Bounding-box items
— start —

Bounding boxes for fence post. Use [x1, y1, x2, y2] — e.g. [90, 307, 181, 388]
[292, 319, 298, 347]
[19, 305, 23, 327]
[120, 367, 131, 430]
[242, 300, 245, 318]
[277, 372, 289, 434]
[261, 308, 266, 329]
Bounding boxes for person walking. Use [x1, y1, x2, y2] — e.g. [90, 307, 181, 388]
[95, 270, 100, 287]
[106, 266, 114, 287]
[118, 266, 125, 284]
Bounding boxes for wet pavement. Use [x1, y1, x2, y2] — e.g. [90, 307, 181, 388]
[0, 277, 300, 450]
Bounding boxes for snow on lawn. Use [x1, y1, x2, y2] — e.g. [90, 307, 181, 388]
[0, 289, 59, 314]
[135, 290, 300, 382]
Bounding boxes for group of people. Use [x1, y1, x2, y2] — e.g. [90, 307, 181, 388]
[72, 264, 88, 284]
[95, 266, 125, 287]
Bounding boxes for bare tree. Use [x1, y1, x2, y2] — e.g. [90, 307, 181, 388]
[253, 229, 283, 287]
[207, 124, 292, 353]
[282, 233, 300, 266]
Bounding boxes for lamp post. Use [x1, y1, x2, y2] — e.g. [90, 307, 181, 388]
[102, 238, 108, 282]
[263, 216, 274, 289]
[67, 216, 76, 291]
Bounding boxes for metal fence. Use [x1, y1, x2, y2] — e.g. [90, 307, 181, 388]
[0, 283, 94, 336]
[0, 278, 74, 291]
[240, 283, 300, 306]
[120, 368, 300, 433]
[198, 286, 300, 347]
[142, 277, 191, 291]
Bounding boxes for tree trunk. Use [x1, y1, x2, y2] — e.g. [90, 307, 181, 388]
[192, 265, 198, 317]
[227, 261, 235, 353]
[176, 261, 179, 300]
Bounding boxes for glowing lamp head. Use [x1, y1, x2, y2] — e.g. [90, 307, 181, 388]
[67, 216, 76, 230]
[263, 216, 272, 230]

— end —

### Set task
Can you give all the items above as a numbered list, with any blank lines left out?

### Exercise answer
1. Bounding boxes for fence post. Use [x1, y1, x2, y2] — e.g. [90, 307, 181, 388]
2. [292, 319, 298, 347]
3. [19, 305, 23, 327]
4. [120, 367, 131, 430]
5. [242, 300, 245, 318]
6. [277, 372, 289, 434]
7. [261, 308, 266, 329]
8. Bounding boxes for person walking. Use [x1, y1, x2, y2] — e.g. [90, 307, 181, 388]
9. [95, 270, 100, 287]
10. [106, 266, 114, 287]
11. [118, 266, 125, 284]
12. Bounding boxes for wet pavement. Use [x1, y1, x2, y2] — e.g. [90, 307, 181, 388]
13. [0, 277, 300, 450]
14. Bounding boxes for snow on lawn. Use [x1, y1, x2, y2] — e.g. [90, 307, 181, 388]
15. [0, 289, 59, 314]
16. [135, 290, 300, 382]
17. Bounding boxes for group of people. Use [x1, y1, x2, y2] — e.g. [90, 307, 181, 388]
18. [72, 264, 88, 284]
19. [95, 266, 125, 287]
20. Bounding boxes for bare tree. Use [x1, y1, x2, y2] — e.g. [90, 307, 181, 388]
21. [253, 229, 283, 287]
22. [207, 124, 292, 353]
23. [282, 233, 300, 266]
24. Bounding boxes for lamp post. Use [x1, y1, x2, y2] — e.g. [90, 307, 181, 388]
25. [102, 238, 108, 282]
26. [263, 216, 274, 289]
27. [67, 216, 76, 291]
28. Bounding boxes for metal fence. Use [x1, y1, x2, y2] — e.g. [90, 307, 181, 388]
29. [0, 283, 94, 336]
30. [0, 278, 74, 291]
31. [240, 283, 300, 306]
32. [120, 368, 300, 433]
33. [198, 286, 300, 347]
34. [142, 277, 191, 291]
35. Bounding boxes for tree trunk. Use [x1, y1, x2, y2] — e.g. [90, 307, 181, 388]
36. [192, 265, 198, 317]
37. [227, 261, 235, 353]
38. [176, 261, 179, 300]
39. Bounding boxes for glowing lamp head. Use [x1, y1, x2, y2] — e.g. [90, 307, 181, 388]
40. [67, 216, 76, 230]
41. [263, 216, 272, 230]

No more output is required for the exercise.